题目描述:
根据下文访谈节选,作家为何须在有限的创作时光里"做最好的自己"?请用一至三句话说明。

文档节选:

写自我,坚定、赤诚地写自我,怀着一个国家和民族的悲欢离合的心绪写自我。要像巴金写《随想录》那样写自我。用自己的经历和教训,用自己的苦难和人生,告诉读者,告诉民族和国家,告诉未来自己的感受和认识、理解和期待。
然而,一个人的经历总是有限的。一是阅历;二是身体。一个作家通古博今、学富五车也好,有极强的创造力也好,活到一百岁也好,他总是有局限的,面对人类历史长河,他只是很短的区段,甚至是一个点。文学是一种传承,这就要求作家做最好的自己,在这有限的创作时光里,用自己过硬的作品诠释人间的至真、至善和大美,抓住一星点人类思想的永恒星光,为文学星河增光加彩,前赴后继,代代相继。
宇宙永恒,人生闪烁。万物同理,不想落幕必须落幕,不想下车又必须下车,就像我给这本书的第一篇文字,该画个代表暂停的句号一样啊。
魏锋:在您这些年的写作中,是否一直都有强烈的个人经验在里面?您的创作理想是怎样的?
柏青:当文字堆砌成一段话,你就在告诉世人你的心境,你的理解,你的道理。尽量把自私做到公平。一篇有质量的文字产生之前,都需要作家心平静气,除祛杂念,空胸旷远,一心一意。任何生活中的不愉快,不干净,不争气,都不要带入创作的心境里。这样,所写文字才能确保其纯正,然后,才可能保证慈悲与爱的纯度。现实的世界就是缺少慈悲与爱;现实的人心荒凉至慈悲与爱的种子的干枯!我坚信文学完全有能力来担当这人类心灵工程的美丽重任!
魏锋:现在的图书很丰富,请您谈谈您的阅读生活?每天有没有固定的读书时间?
柏青:2014年之前,我虽然需要按期治疗,但不是长期住院,自由活动的时间还很多。我可以看书,看报,写写书法,画画画什么的。可到了2015年出现了肠瘘以后就长期住院治疗了,几乎没有什么“自由”,看看书报,散散步已经成为奢侈的想往了。
我说,我被疾病搜刮得只剩下一个小米手机了……心中任何想往都靠这手机了,困难重重,每天24小时清洗肠瘘,24小时鼻伺无渣营养液……七八根管子把我绑缚在床上,不能随意动作。
但是,只要能避开护士,医生,陪护,妻子的眼睛,在手机上“抠字”,我会像健康人那样,忘乎所以的。
面对病痛和死神,我是用文学文字来维护精神的丰裕和高雅的,维护一个思考者的高尚尊严的。

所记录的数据
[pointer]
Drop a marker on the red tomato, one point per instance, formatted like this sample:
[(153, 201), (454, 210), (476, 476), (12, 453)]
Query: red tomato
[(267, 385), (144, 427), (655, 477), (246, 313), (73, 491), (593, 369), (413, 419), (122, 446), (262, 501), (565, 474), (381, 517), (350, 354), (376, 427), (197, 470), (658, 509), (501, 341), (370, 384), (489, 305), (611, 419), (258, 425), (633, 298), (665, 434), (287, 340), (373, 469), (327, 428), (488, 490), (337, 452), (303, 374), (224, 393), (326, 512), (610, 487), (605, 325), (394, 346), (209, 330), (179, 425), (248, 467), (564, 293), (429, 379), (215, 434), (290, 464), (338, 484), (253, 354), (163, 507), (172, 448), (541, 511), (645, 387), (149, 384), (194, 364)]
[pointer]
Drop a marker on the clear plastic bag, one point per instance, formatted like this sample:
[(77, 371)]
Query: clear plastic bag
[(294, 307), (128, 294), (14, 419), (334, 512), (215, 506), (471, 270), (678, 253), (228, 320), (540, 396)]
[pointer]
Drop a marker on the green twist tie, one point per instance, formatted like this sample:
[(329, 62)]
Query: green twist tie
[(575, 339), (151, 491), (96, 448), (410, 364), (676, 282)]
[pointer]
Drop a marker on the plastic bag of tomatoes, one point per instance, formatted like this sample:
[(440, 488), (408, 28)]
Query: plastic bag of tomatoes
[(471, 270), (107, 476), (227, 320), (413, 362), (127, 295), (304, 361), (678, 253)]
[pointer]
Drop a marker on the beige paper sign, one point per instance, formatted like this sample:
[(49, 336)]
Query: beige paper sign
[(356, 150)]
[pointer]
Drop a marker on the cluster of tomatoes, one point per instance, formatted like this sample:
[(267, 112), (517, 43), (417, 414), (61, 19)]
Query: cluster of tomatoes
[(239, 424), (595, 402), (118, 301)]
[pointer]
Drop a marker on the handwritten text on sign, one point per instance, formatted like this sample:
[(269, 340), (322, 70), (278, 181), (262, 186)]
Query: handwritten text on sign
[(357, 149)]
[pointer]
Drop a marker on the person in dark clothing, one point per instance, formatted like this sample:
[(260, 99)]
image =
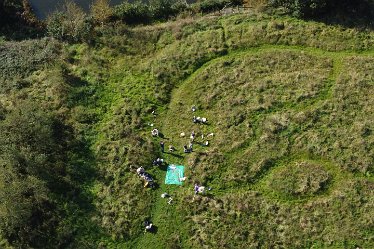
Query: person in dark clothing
[(185, 149), (162, 146)]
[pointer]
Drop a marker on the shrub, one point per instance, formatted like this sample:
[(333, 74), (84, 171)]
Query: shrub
[(101, 11), (164, 9), (71, 24), (302, 8), (207, 6), (132, 13)]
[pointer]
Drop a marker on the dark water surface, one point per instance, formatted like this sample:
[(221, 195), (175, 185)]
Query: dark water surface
[(43, 8)]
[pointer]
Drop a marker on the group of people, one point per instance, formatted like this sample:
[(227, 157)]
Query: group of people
[(148, 180), (159, 162)]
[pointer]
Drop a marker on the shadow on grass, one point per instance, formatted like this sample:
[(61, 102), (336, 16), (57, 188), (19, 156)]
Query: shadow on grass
[(350, 14), (174, 155)]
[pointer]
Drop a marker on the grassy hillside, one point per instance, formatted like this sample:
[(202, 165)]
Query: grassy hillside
[(290, 164)]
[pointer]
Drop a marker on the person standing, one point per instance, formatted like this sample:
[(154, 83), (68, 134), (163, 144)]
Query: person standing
[(162, 146)]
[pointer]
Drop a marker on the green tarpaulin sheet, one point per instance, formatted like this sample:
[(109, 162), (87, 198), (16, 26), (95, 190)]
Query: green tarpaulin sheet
[(174, 174)]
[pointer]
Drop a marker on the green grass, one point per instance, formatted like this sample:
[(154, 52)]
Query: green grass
[(290, 105)]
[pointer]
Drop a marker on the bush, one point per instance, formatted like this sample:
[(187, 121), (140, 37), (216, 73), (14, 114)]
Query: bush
[(101, 11), (207, 6), (71, 24), (164, 9), (132, 13), (302, 8)]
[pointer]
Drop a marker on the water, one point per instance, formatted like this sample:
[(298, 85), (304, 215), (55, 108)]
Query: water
[(43, 8)]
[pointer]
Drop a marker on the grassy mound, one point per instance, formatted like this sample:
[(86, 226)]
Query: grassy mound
[(300, 180), (289, 109)]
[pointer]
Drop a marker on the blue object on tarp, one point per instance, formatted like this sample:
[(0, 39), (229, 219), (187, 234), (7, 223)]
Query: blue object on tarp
[(174, 174)]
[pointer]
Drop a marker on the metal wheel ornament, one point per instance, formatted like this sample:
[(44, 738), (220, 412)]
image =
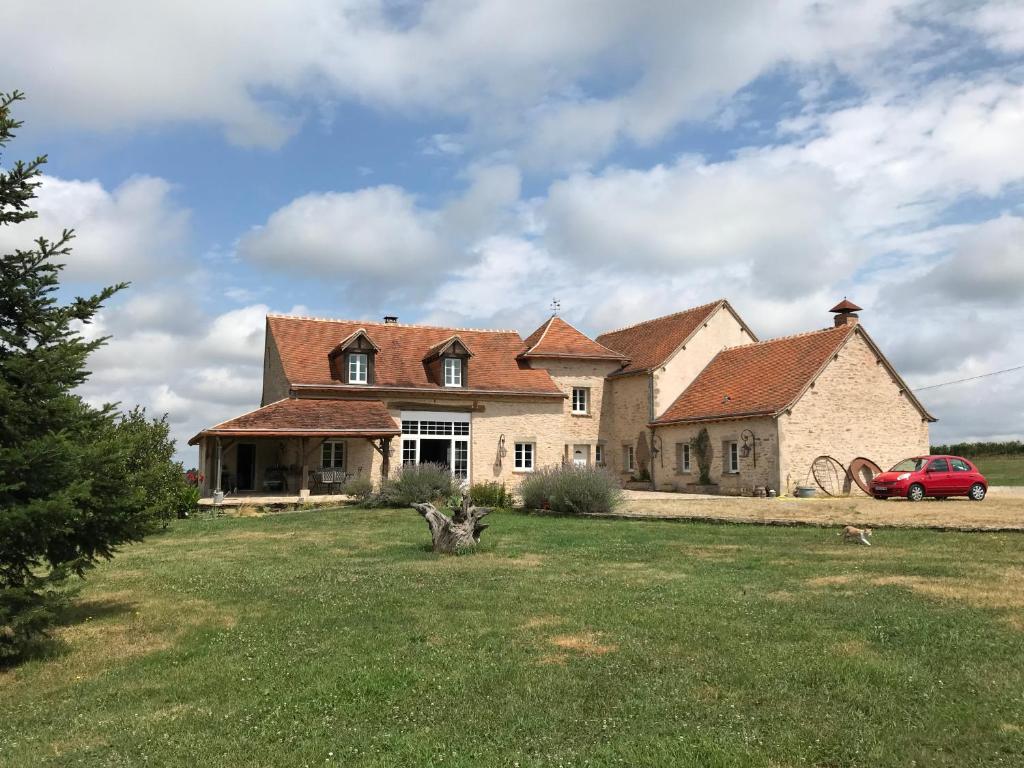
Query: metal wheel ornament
[(830, 476), (863, 471)]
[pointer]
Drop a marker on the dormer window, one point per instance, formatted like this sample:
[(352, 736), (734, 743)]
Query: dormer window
[(352, 360), (448, 363), (358, 366), (453, 372)]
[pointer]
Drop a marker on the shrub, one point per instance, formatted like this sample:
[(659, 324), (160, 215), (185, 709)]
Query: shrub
[(358, 486), (489, 494), (421, 482), (700, 445), (571, 489)]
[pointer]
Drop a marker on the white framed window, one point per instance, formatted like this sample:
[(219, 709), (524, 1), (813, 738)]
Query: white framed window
[(581, 399), (357, 368), (453, 372), (523, 457), (409, 453), (333, 455), (732, 457), (682, 458)]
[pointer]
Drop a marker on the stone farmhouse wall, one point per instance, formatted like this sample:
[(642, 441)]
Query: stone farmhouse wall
[(766, 472), (275, 386), (582, 429), (722, 330), (854, 409), (625, 422)]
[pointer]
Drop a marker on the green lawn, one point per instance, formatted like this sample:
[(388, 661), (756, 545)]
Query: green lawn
[(324, 638), (1001, 470)]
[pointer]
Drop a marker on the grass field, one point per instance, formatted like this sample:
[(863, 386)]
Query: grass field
[(1001, 470), (336, 638)]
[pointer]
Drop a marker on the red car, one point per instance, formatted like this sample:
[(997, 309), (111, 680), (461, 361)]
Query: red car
[(931, 475)]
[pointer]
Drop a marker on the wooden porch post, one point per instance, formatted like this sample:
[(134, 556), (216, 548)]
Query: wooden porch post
[(385, 457), (220, 456), (304, 483)]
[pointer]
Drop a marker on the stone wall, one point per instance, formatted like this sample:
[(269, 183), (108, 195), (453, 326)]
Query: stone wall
[(275, 385), (624, 422), (582, 429), (722, 330), (854, 409), (765, 441), (540, 421)]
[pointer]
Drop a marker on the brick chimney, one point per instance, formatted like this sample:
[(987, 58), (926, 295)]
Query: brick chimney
[(846, 312)]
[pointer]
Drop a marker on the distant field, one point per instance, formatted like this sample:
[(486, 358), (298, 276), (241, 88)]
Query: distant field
[(1001, 470)]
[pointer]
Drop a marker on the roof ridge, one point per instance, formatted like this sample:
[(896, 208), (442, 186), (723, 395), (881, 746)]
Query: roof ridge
[(763, 342), (547, 327), (286, 315), (664, 316), (281, 399)]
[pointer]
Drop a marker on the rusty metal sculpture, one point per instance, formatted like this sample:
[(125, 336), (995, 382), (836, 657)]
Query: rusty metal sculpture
[(832, 476), (863, 471)]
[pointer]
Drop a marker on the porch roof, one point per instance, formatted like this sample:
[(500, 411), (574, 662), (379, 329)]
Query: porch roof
[(295, 417)]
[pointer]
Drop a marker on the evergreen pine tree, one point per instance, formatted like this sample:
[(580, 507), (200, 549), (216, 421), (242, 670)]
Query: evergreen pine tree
[(64, 470)]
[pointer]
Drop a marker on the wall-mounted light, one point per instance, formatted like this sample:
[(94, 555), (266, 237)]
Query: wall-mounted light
[(751, 448)]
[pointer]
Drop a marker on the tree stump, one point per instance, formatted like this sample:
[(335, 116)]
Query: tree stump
[(459, 531)]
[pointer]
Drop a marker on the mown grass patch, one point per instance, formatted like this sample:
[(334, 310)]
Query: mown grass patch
[(336, 637)]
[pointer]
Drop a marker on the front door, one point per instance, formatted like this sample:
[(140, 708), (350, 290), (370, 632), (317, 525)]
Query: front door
[(938, 477), (245, 475)]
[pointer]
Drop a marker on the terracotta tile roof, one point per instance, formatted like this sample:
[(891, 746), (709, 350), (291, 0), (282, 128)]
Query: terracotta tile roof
[(650, 343), (757, 379), (846, 306), (304, 344), (334, 418), (556, 338)]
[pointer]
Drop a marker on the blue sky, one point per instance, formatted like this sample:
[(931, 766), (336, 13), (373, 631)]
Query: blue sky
[(464, 163)]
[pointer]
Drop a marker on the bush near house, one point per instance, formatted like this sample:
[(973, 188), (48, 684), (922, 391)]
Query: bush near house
[(421, 482), (571, 489), (491, 494), (360, 487)]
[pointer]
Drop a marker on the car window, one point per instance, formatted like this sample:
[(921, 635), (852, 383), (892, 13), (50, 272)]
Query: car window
[(908, 465)]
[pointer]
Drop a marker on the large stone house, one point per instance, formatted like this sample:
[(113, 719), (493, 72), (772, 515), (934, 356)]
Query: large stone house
[(348, 397)]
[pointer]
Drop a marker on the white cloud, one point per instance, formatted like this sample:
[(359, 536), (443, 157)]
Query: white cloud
[(371, 235), (130, 232), (776, 225)]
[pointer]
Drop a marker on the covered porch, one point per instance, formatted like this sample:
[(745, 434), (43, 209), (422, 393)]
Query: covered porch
[(294, 449)]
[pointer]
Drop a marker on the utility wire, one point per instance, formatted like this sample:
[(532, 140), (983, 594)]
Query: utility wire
[(972, 378)]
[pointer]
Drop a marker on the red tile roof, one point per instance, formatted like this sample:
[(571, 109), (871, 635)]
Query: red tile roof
[(757, 379), (846, 306), (649, 344), (304, 343), (322, 418), (556, 338)]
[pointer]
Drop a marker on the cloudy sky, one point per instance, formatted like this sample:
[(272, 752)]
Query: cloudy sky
[(458, 162)]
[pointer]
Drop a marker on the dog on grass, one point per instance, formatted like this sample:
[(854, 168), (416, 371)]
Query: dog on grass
[(855, 536)]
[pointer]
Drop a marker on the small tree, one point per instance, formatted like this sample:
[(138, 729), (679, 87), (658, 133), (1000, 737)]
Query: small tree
[(73, 484), (700, 445)]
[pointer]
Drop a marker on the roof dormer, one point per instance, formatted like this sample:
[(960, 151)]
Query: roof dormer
[(448, 363), (353, 359)]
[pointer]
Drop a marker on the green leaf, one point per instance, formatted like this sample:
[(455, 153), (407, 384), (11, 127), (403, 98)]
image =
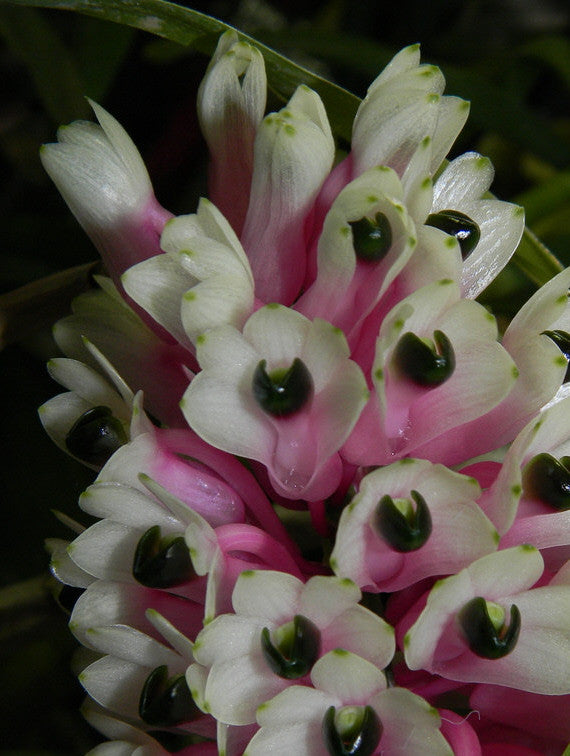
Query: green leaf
[(188, 27), (545, 198), (494, 107), (100, 48), (53, 70), (552, 50), (201, 32), (535, 260)]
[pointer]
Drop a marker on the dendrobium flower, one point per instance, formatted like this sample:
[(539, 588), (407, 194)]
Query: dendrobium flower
[(231, 105), (279, 630), (102, 177), (489, 623), (409, 521), (348, 709), (283, 392), (331, 506)]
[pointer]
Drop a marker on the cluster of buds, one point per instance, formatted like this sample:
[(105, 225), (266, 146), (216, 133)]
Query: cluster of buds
[(332, 501)]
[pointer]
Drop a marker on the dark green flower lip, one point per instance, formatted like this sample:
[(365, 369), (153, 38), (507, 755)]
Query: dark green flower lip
[(295, 652), (95, 436), (562, 341), (162, 562), (351, 731), (166, 702), (403, 532), (481, 633), (548, 479), (372, 237), (282, 392), (459, 225), (425, 364)]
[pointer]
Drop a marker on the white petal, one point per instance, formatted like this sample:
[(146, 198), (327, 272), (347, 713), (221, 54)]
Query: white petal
[(268, 594)]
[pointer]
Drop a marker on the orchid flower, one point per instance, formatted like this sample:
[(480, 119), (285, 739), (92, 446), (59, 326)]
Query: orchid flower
[(331, 504)]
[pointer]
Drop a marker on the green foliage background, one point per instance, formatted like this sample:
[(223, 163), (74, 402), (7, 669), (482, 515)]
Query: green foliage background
[(510, 58)]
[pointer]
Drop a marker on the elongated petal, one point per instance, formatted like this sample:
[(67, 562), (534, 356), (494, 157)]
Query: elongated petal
[(293, 153)]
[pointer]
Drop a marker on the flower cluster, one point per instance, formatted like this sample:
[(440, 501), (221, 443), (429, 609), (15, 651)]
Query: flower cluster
[(332, 501)]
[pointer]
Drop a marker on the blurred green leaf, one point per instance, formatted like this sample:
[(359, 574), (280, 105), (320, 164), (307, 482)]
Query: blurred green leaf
[(546, 198), (100, 48), (554, 51), (188, 27), (494, 107), (58, 83), (535, 260)]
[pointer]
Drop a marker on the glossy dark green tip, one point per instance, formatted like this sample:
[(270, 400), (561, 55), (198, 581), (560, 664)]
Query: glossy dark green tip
[(162, 562), (95, 436), (283, 392), (164, 702), (480, 633), (548, 479), (459, 225), (297, 650), (425, 364), (351, 731), (372, 237), (403, 532), (562, 341)]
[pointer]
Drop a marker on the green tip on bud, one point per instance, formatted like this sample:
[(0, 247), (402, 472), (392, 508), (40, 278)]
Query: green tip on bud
[(164, 702), (282, 392), (295, 648), (372, 237), (424, 363), (351, 731), (95, 436), (483, 627), (459, 225), (562, 341), (400, 525), (162, 562), (548, 479)]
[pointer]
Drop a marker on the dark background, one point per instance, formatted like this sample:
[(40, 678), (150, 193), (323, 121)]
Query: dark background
[(511, 59)]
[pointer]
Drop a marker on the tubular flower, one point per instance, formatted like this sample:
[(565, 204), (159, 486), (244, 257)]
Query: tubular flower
[(332, 500), (102, 177), (279, 630)]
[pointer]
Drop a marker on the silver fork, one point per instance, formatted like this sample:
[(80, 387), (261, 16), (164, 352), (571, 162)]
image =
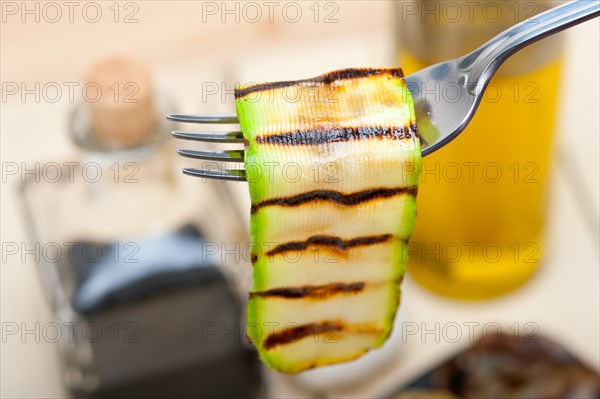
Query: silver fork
[(439, 122)]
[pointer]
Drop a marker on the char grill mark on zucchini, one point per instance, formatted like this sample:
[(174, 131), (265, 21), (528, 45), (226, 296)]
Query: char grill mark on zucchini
[(325, 79), (328, 254), (321, 291), (329, 241), (322, 136), (294, 334), (337, 197)]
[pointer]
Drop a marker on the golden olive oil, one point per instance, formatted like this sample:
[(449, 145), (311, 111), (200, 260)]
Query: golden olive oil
[(481, 199)]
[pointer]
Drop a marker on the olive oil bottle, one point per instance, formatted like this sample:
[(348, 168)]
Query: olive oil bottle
[(482, 197)]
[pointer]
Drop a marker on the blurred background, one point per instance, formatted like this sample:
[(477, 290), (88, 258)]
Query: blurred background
[(122, 277)]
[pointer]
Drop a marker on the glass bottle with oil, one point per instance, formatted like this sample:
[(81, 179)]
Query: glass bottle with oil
[(482, 197)]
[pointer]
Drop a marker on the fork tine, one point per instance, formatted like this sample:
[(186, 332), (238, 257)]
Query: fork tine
[(216, 118), (230, 137), (227, 156), (230, 175)]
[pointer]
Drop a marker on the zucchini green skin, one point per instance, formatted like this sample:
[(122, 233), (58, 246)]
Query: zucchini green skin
[(333, 173)]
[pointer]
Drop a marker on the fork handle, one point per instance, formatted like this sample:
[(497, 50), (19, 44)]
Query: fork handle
[(480, 65)]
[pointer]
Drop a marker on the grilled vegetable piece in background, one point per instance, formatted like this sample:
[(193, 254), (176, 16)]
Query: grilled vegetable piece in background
[(333, 165)]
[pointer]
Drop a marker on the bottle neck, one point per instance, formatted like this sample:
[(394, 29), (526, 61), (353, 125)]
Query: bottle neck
[(434, 31)]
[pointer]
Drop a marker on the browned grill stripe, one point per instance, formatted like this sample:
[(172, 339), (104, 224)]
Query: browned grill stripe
[(326, 79), (312, 291), (335, 196), (290, 335), (323, 136), (329, 241)]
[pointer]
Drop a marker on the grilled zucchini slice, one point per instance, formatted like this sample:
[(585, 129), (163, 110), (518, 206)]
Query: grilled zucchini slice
[(333, 166)]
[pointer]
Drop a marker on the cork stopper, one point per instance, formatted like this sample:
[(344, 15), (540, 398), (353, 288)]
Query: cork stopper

任务作答:
因为一个人的经历总是有限的,既受阅历所限,也受身体所限;面对人类历史长河,作家只是很短的区段,甚至是一个点。而文学是一种传承,这就要求作家做最好的自己。